2. Paul Ardenne. «Transmediale.08». Artpress n° 344, avril 2008, pp. 73-74. Le récit typologique.

«Comme les précédentes éditions, ces 8e Transmediale Berlin ont pris deux mois durant la forme d’un festival combinant performances, projections de films, cycle de conférences et expositions d’art contemporain. Thème retenu cette année: Conspire…! la conspiration. Un thème attrayant, voire sulfureux une fois rapporté aux pôles d’intérêt qui sont traditionnellement ceux du festival Transmediale, centré sur la création numérique et les nouvelles technologies de communication.
Le hacking, la libre appropriation des signes numériques, le détournement communicationnel, la suspicion jetée sur la “nouvelle économie” et la probité du Web forment aujourd’hui le socle de nombreuses créations artistiques se revendiquant ouvertement de la contre-culture. Leur inspiration se nourrit de préceptes radicaux, notamment ceux du collectif Negativlang, actif dans les années 1990, partisan d’une nouvelle démocratie d’essence digitale fondée sur le partage total et le libre usage des données médiatiques. Radicalité toute politique, sinon éthique, que celle-ci. Sans surprise, la militance y est souvent de rigueur (créer, c’est résister), et ancrée fréquemment dans l’altermondialisme. Où l’œuvre d’art vient constituer une forme de continuation de la politique par d’autres moyens, pour paraphraser Carl von Clausewitz.

**Énoncé de l'exercice**
Écrivez la suite de l'extrait sur la Transmediale de Berlin, en reprenant juste après sa dernière phrase. Le matériel placé après l'extrait vient d'une autre source.

**Données fournies**
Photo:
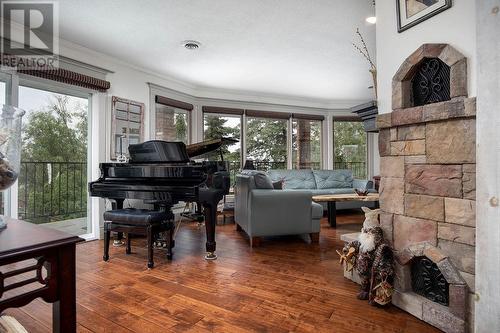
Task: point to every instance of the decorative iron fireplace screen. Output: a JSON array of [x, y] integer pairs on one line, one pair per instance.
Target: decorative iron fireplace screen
[[431, 82], [427, 280]]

**Réponse ci-dessous**
Parmi les thèmes abordés par l’exposition Conspire…!, on relèvera en particulier la question du développement des systèmes bio-organiques, ferment d’une nouvelle forme de domination (Ursula Berlot), la science alternative (Alice Miceli, Christoph Keller) et, comme il se doit, le complot (Übermorgen.com, Trevoir Paglen…). Le traitement artistique de ces différents thèmes se traduit par la création d’œuvres aux forts accents conceptuels, peu esthétiques, pour lesquels l’impératif de séduction se révèle secondaire mais l’argument didactique, en revanche, essentiel. Décrire, dénoncer, convaincre. La plupart des œuvres exposées, ainsi, sont mimétiques. Leur mode privilégié d’énonciation: tableaux, inventaires, listings, cartes, collections, est aussi celui de cette technocratie honnie que l’on met justement dans la ligne de mire, la quête d’une forme spécifique se laissant volontiers corroder par le style “base de données”, ici récurrent. Citons à ce propos, dans une notoire représentation française (le fait est assez rare pour être souligné), les intéressantes prestations de Bureau d’études et de la société réaliste, deux collectifs optant, sur un mode critique, pour une stratégie de décryptage et de reconfiguration de l’information officielle.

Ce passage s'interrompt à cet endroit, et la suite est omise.